------ SUPPLIED INFORMATION ------
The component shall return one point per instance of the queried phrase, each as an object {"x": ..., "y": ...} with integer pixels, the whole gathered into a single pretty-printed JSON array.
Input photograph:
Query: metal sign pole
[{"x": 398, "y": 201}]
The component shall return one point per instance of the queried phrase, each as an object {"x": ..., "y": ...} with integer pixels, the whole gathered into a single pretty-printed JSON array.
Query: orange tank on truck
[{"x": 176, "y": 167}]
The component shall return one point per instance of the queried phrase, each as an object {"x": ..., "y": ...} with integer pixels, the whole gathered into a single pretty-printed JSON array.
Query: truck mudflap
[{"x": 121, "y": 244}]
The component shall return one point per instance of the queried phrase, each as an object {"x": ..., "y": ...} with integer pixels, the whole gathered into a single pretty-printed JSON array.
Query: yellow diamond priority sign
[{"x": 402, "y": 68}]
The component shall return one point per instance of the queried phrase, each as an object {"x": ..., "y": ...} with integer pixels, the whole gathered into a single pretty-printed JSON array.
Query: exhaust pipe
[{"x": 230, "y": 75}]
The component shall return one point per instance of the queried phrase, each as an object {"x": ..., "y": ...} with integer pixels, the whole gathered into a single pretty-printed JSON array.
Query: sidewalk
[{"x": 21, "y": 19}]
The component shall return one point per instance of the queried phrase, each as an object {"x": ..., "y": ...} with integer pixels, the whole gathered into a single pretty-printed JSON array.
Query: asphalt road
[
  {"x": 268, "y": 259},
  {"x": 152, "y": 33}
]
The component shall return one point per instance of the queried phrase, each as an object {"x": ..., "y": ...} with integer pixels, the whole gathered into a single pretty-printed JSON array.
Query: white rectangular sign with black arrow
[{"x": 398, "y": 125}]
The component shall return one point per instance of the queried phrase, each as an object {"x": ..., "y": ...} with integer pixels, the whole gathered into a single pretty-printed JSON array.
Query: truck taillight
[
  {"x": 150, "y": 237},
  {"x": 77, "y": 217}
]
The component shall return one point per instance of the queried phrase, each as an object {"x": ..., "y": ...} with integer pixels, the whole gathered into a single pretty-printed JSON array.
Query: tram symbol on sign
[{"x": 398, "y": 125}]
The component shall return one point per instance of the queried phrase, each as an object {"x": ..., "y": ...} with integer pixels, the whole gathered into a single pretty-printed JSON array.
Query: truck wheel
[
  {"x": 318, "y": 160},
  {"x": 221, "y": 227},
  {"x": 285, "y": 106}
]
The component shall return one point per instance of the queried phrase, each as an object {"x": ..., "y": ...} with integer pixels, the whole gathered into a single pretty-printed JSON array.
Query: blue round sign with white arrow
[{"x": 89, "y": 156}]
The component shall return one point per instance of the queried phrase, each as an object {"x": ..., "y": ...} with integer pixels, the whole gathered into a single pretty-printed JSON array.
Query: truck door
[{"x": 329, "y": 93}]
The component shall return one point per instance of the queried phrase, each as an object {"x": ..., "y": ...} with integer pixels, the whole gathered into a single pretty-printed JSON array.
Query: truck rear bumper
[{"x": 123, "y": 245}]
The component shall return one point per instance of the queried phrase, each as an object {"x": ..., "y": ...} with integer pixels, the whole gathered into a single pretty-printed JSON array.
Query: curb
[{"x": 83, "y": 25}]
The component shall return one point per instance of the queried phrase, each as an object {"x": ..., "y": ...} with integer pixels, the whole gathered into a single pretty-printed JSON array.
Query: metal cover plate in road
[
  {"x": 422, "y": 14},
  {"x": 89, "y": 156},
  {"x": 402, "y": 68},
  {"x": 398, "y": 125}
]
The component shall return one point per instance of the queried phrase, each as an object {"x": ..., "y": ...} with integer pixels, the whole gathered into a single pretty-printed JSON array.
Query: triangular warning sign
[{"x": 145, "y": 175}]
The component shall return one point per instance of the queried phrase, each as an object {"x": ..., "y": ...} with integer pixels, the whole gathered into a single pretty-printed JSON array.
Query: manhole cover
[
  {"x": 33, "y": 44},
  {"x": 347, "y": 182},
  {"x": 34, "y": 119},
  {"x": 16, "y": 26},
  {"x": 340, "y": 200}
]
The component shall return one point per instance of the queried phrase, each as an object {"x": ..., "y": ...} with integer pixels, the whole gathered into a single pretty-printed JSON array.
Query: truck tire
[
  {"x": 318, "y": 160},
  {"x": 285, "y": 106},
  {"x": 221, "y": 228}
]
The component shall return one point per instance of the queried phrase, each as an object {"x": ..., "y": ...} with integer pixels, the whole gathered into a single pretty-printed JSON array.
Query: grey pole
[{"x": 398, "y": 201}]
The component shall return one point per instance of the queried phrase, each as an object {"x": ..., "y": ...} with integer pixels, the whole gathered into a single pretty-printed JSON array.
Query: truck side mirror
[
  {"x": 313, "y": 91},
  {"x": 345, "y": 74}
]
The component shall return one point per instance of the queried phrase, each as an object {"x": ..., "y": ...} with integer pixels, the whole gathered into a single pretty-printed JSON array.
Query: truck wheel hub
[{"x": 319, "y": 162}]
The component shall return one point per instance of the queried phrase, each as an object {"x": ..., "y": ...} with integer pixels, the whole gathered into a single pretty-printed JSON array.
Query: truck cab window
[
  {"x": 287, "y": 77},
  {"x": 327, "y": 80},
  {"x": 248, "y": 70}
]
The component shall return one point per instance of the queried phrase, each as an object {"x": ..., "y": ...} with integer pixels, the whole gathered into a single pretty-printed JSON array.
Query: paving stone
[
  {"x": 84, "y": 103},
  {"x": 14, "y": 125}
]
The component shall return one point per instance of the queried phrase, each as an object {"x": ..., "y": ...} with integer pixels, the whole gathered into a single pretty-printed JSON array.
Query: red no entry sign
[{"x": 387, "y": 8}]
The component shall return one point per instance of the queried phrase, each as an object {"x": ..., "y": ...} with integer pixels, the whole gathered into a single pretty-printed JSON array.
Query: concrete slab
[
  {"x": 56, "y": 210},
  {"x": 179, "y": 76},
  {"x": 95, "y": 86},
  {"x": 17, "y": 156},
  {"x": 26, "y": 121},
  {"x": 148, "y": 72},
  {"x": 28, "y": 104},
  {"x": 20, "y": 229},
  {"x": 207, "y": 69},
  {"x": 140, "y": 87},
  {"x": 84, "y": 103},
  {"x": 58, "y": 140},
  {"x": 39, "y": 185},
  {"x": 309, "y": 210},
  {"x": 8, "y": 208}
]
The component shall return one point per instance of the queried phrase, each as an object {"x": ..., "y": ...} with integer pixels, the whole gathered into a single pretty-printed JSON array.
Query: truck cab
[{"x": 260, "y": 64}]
------
§ **YOUR OBJECTIVE**: Your task is to quote the listing above word for word.

§ **RESULT FOR THIS EXERCISE**:
The component shall return one point per instance of the queried phrase, each as an object {"x": ..., "y": ...} with integer pixels, the whole gathered into a single pretty-printed JSON array.
Input photograph:
Query: metal sign pole
[{"x": 398, "y": 201}]
The component shall return one point per instance of the queried phrase, each as an object {"x": ..., "y": ...} with integer pixels, the whole gathered into a single pretty-printed JSON array.
Query: orange tank on truck
[{"x": 176, "y": 167}]
The component shall return one point per instance of the queried phrase, each as an object {"x": ..., "y": ...} with integer pixels, the whole gathered into a single pretty-printed JSON array.
Query: truck mudflap
[{"x": 121, "y": 244}]
The component shall return one point per instance of the queried phrase, each as an object {"x": ..., "y": ...} with integer pixels, the whole gathered into a single pretty-printed JSON array.
Query: yellow diamond priority sign
[{"x": 402, "y": 68}]
The component shall return one point per instance of the queried phrase, each as an object {"x": ..., "y": ...} with integer pixels, the whole gathered into a single pretty-printed JSON array.
Query: exhaust pipe
[{"x": 230, "y": 75}]
The component shall return one point per instance of the queried phrase, each as an object {"x": ..., "y": ...} with integer pixels, the whole gathered into a single pretty-printed JSON array.
Query: sidewalk
[{"x": 21, "y": 19}]
The component shall return one point per instance of the queried phrase, each as an object {"x": ..., "y": ...} with integer pixels, the whole gathered into a single pretty-printed JSON array.
Query: asphalt road
[
  {"x": 268, "y": 259},
  {"x": 152, "y": 33}
]
The component shall return one point per instance of the queried phrase, each as an object {"x": ..., "y": ...} with integer pixels, the whole gathered into a single pretty-printed JSON array.
Query: white rectangular sign with black arrow
[{"x": 398, "y": 125}]
The component shall return one point per instance of the queried phrase, each as an object {"x": ..., "y": ...} with integer pixels, the whole gathered into a single pretty-printed JSON array.
Query: truck taillight
[
  {"x": 150, "y": 237},
  {"x": 77, "y": 217}
]
The component shall return one point per instance of the queried phrase, each as an object {"x": ..., "y": ...} with integer pixels, the whole gathered into a single pretty-printed JSON array.
Query: tram symbol on sign
[{"x": 398, "y": 125}]
The component shall return one point per instance of the queried phrase, each as an object {"x": ..., "y": ...} with integer pixels, the whole gathered into a single pretty-printed JSON array.
Query: truck wheel
[
  {"x": 318, "y": 160},
  {"x": 221, "y": 227},
  {"x": 285, "y": 106}
]
The component shall return one point per instance of the queried phrase, each as an object {"x": ..., "y": ...} with integer pixels, the whole gathered into a single pretty-printed JSON array.
Query: blue round sign with white arrow
[{"x": 89, "y": 156}]
The component shall return one point per instance of the queried phrase, each as an object {"x": ..., "y": ...} with integer pixels, the whole gathered into a single pretty-printed JSON array.
Query: truck door
[{"x": 329, "y": 93}]
The component shall return one point per instance of the queried phrase, each as an object {"x": ..., "y": ...} with integer pixels, the whole gathered into a single pretty-printed JSON array.
Query: truck rear bumper
[{"x": 123, "y": 245}]
The component shall return one point per instance of the queried phrase, each as an object {"x": ..., "y": ...} with integer pixels, the whole gathered into a single pretty-printed JSON array.
Query: curb
[{"x": 83, "y": 25}]
The component shall return one point per instance of the queried phrase, each as an object {"x": ..., "y": ...} with integer pixels, the whole gathered into a single pretty-printed JSON array.
Query: metal cover plate in road
[
  {"x": 422, "y": 14},
  {"x": 89, "y": 156},
  {"x": 402, "y": 68},
  {"x": 398, "y": 125}
]
The component shall return one point per instance of the queried phrase, each as an object {"x": ..., "y": ...} with integer pixels, the whole gathered into a single pretty-printed JSON array.
Query: triangular warning sign
[{"x": 145, "y": 175}]
The component shall return one point per instance of the queried phrase, each as an object {"x": ..., "y": ...} with integer pixels, the whole gathered into a single pretty-printed JSON array.
Query: manhole cover
[
  {"x": 33, "y": 44},
  {"x": 347, "y": 182},
  {"x": 34, "y": 119},
  {"x": 16, "y": 26},
  {"x": 340, "y": 200}
]
The component shall return one point per instance of the queried phrase, each as an object {"x": ..., "y": ...} with integer pixels, the whole gathered into a single pretty-printed JSON array.
Query: truck tire
[
  {"x": 318, "y": 160},
  {"x": 285, "y": 106},
  {"x": 221, "y": 228}
]
The component shall return one point per instance of the queried phrase, each as an object {"x": ..., "y": ...} with integer pixels, the whole gathered into a single pretty-printed JSON array.
Query: grey pole
[{"x": 398, "y": 201}]
The component shall return one point per instance of the queried phrase, each as an object {"x": ..., "y": ...} with integer pixels, the whole gathered into a single pretty-printed JSON array.
Query: truck side mirror
[
  {"x": 313, "y": 91},
  {"x": 345, "y": 74}
]
The component shall return one point per instance of the queried phrase, each as an object {"x": ..., "y": ...} with integer pixels, the whole gathered into a single pretty-printed JSON array.
Query: truck wheel hub
[{"x": 319, "y": 162}]
The component shall return one point per instance of the queried phrase, each as an object {"x": ..., "y": ...} with integer pixels, the whole gathered into a single pretty-printed JSON array.
Query: truck cab window
[
  {"x": 287, "y": 77},
  {"x": 327, "y": 80},
  {"x": 248, "y": 70}
]
The component shall return one point per instance of the queried phrase, each as an object {"x": ..., "y": ...} with integer pixels, the whole gathered into a single pretty-printed JSON array.
Query: paving stone
[
  {"x": 84, "y": 103},
  {"x": 14, "y": 125}
]
The component shall return one point per instance of the queried phrase, each as an object {"x": ..., "y": ...} with integer pixels, the whole gathered into a single pretty-printed JSON array.
Query: red no entry sign
[{"x": 387, "y": 8}]
The component shall return one point per instance of the queried phrase, each as an object {"x": ..., "y": ...} with integer pixels, the whole gathered into a single pretty-printed JSON array.
Query: concrete slab
[
  {"x": 56, "y": 210},
  {"x": 179, "y": 76},
  {"x": 95, "y": 86},
  {"x": 17, "y": 156},
  {"x": 26, "y": 121},
  {"x": 148, "y": 72},
  {"x": 28, "y": 104},
  {"x": 20, "y": 229},
  {"x": 207, "y": 69},
  {"x": 140, "y": 87},
  {"x": 84, "y": 103},
  {"x": 58, "y": 140},
  {"x": 39, "y": 185},
  {"x": 309, "y": 210},
  {"x": 8, "y": 208}
]
The component shall return one point per instance of the queried phrase, each as an object {"x": ..., "y": ...} with integer pixels, the whole gathered into a single pretty-printed JSON array.
Query: truck cab
[{"x": 260, "y": 64}]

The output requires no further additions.